--- Start of Record set ---

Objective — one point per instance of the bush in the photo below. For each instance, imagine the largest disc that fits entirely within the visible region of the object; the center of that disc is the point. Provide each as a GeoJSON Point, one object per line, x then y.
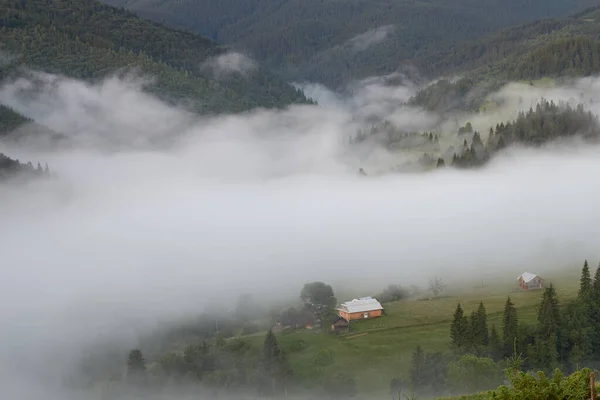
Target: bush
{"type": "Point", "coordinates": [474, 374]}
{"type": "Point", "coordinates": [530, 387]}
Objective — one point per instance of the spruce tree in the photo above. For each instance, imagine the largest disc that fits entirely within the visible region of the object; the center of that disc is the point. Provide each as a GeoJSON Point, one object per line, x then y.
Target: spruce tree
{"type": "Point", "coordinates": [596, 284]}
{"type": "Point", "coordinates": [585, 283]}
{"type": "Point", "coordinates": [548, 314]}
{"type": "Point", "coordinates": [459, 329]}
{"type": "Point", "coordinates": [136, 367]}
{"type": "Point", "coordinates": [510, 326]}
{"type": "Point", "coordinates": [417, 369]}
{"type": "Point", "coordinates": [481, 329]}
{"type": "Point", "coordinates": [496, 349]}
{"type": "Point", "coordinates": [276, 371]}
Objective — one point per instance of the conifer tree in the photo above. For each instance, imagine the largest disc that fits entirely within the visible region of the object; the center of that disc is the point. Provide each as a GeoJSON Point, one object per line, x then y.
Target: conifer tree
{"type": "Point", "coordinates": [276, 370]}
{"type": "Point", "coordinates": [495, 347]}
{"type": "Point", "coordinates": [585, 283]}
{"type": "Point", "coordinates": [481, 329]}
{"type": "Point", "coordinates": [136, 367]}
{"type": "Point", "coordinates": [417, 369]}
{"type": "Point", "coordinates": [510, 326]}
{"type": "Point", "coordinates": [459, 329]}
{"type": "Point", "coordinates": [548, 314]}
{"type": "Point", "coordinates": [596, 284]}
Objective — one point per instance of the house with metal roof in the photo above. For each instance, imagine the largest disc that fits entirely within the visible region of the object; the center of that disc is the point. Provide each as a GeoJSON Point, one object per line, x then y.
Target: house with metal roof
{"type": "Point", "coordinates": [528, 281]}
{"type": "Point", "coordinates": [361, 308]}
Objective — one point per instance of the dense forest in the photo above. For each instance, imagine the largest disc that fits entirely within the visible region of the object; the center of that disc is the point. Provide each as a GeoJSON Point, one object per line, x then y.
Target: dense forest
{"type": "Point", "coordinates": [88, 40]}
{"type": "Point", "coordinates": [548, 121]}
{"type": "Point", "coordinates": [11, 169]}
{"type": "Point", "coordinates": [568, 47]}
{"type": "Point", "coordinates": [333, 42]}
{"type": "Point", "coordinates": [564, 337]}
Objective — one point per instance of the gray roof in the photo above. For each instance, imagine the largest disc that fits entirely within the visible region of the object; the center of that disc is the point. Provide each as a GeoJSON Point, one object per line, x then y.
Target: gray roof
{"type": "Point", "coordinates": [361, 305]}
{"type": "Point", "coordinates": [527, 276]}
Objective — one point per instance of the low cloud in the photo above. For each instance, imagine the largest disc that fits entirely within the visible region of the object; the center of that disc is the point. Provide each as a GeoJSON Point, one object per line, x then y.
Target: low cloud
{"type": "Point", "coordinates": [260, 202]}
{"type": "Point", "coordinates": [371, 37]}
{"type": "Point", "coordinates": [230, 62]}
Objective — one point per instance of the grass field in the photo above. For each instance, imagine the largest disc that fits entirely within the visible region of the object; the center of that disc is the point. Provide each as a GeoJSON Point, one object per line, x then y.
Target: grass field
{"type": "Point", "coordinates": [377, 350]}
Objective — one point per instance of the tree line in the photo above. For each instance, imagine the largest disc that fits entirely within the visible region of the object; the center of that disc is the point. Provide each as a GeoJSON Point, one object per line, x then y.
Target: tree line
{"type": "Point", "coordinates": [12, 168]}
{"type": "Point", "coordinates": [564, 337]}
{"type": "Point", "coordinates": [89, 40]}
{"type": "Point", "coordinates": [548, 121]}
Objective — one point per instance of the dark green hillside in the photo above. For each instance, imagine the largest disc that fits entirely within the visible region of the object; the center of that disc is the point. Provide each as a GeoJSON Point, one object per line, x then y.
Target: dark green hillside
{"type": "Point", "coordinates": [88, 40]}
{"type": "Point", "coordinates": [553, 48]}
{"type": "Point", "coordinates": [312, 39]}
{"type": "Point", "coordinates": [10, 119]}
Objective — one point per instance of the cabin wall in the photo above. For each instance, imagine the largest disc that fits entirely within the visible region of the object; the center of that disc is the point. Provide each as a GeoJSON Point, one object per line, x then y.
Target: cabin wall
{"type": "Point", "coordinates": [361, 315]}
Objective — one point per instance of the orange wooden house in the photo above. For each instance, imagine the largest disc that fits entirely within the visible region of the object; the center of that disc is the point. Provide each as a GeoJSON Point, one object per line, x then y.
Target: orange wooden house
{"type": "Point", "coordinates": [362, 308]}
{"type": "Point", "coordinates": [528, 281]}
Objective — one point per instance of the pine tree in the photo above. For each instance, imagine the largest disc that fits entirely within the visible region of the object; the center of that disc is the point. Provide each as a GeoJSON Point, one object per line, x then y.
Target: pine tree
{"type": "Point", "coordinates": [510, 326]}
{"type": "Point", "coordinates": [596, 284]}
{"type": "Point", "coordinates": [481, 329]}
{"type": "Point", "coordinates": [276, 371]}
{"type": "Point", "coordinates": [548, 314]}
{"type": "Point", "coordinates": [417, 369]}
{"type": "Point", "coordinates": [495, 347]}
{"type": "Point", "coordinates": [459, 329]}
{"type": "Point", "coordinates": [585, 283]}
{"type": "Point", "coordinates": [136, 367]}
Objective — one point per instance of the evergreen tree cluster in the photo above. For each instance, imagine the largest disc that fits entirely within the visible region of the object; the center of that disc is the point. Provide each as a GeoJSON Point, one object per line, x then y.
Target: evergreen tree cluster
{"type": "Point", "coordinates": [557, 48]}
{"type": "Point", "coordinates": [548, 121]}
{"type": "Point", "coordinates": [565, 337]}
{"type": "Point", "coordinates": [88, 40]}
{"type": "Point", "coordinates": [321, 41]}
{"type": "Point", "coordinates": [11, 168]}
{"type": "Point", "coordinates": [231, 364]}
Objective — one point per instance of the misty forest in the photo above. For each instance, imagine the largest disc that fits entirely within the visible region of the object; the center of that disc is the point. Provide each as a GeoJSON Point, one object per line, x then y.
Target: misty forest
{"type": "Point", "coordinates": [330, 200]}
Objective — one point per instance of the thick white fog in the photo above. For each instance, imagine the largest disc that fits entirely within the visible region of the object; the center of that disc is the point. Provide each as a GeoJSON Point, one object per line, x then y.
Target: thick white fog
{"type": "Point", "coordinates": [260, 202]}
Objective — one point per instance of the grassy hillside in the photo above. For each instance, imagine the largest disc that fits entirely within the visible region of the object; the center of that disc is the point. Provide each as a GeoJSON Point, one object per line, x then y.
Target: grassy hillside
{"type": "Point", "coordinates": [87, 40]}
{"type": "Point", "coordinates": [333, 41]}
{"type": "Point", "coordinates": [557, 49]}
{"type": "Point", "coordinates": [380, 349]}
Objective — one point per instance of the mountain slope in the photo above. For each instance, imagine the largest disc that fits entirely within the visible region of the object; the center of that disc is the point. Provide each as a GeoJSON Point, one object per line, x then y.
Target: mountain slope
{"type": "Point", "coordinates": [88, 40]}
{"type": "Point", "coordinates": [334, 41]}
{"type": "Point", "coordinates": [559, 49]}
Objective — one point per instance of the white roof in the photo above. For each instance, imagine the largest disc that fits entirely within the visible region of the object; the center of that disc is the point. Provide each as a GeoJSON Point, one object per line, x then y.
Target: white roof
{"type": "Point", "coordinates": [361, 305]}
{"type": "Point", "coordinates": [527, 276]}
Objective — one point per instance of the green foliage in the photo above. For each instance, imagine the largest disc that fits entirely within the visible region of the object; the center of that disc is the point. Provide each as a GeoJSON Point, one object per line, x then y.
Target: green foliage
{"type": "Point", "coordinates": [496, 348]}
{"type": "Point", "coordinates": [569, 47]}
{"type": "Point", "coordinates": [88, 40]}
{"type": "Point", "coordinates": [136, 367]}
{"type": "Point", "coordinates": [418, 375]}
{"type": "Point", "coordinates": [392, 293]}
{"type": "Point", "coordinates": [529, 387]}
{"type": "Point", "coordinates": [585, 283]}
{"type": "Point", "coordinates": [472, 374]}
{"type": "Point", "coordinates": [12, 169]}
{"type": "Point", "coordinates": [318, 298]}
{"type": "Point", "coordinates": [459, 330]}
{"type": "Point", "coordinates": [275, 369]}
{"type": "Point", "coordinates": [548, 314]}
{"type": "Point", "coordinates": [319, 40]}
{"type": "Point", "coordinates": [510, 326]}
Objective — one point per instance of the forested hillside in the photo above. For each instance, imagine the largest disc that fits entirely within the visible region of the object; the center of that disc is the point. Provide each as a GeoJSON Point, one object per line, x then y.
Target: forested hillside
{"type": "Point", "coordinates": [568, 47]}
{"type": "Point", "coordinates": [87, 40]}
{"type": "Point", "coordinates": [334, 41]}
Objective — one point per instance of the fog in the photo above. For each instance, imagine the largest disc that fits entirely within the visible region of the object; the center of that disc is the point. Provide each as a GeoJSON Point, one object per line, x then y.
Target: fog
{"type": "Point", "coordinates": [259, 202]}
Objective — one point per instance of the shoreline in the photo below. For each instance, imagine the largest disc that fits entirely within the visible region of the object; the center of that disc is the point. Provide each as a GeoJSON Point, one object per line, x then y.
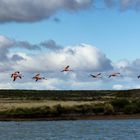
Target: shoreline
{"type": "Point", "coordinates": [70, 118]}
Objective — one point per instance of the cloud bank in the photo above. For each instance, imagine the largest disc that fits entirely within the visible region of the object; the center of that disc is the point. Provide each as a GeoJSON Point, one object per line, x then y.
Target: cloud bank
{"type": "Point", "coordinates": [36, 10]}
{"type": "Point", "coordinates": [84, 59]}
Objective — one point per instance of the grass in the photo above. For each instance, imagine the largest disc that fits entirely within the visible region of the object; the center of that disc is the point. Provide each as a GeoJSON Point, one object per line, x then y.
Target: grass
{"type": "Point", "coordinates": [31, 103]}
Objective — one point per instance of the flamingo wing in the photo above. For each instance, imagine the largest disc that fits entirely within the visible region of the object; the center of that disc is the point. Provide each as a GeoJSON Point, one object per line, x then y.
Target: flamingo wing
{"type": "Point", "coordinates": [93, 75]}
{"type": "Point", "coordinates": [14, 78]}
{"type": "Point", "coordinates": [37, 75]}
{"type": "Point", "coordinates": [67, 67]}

--- End of Record set ---
--- Start of Record set ---

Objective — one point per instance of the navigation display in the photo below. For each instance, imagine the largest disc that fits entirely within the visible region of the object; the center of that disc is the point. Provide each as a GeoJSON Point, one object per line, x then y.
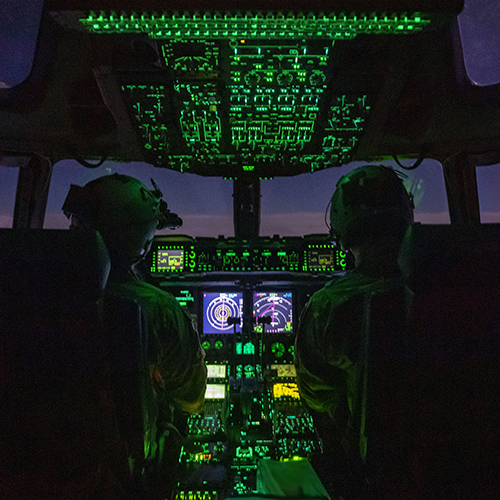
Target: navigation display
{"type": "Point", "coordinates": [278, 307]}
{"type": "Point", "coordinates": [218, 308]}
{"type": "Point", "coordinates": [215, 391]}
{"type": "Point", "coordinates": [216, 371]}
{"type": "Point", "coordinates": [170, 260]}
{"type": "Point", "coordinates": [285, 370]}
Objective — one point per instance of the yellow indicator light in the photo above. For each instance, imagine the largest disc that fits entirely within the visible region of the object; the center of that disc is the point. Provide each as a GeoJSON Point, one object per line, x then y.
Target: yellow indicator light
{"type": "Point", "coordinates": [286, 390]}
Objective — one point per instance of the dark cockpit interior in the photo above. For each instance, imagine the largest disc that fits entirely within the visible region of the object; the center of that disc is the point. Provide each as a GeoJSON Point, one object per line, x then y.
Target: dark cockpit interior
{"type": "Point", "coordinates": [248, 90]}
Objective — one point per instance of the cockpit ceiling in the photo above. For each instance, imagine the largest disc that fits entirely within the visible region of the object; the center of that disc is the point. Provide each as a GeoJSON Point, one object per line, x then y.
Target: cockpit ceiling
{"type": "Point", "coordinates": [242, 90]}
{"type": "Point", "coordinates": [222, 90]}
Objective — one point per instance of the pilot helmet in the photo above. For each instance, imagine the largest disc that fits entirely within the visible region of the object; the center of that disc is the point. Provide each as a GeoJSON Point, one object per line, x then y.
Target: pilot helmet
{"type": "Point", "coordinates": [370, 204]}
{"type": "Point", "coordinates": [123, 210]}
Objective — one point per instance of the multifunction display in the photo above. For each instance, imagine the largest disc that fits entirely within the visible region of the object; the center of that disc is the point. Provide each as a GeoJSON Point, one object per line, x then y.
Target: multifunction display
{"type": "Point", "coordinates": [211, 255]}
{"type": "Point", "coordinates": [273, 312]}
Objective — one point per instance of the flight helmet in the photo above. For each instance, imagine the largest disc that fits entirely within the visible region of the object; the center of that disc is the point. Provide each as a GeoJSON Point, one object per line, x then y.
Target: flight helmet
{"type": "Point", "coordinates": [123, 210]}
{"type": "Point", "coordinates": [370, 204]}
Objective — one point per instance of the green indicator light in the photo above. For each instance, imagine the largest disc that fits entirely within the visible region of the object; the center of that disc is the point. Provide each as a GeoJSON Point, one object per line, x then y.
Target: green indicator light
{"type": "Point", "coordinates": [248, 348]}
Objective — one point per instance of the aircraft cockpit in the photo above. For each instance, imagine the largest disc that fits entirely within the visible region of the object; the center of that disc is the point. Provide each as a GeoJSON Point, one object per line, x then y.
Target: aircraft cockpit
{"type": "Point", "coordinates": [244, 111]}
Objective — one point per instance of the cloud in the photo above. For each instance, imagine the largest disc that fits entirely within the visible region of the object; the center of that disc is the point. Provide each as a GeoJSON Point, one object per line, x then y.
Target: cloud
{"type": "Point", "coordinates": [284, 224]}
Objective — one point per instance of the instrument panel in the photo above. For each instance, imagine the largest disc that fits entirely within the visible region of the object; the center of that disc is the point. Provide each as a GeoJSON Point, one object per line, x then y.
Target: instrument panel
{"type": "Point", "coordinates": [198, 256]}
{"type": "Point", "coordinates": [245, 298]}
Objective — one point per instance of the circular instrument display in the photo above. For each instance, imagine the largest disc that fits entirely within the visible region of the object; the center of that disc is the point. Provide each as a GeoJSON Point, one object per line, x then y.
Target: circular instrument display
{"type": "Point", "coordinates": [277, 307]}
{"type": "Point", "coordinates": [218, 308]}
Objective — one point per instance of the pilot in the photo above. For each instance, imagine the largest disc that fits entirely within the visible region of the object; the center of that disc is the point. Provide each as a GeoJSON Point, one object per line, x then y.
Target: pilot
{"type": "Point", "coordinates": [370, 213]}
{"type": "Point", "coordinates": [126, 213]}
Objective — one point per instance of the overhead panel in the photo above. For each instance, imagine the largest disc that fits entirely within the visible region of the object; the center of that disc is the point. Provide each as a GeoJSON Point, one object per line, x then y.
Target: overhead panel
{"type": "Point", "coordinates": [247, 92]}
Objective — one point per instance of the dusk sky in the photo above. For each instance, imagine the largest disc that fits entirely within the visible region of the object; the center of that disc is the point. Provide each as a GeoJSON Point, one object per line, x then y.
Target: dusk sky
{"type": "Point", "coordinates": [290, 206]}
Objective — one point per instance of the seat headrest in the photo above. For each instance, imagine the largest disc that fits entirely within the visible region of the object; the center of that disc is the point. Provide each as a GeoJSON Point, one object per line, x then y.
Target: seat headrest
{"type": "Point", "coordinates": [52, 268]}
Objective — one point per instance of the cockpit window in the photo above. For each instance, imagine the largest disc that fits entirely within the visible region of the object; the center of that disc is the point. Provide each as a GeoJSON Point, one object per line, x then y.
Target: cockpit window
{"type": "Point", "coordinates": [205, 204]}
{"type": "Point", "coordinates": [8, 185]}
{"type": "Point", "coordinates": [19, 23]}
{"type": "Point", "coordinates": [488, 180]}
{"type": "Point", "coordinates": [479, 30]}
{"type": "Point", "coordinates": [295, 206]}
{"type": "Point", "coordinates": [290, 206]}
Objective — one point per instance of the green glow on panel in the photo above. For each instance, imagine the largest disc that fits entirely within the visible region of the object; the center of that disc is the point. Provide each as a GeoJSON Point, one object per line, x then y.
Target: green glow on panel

--- End of Record set ---

Copy the lines above word for word, beginning with the line that contains "Objective — one point per instance of the green glow" and ending with the line that contains "Target: green glow on panel".

Objective — one point per instance of the green glow on panel in the photo above. For each instance, imagine the largest disc that fits entirely within the visible region of the object; the center of that disc is the point. Provide each as a GeoJSON Point, one object per line, x then y.
Target: green glow on panel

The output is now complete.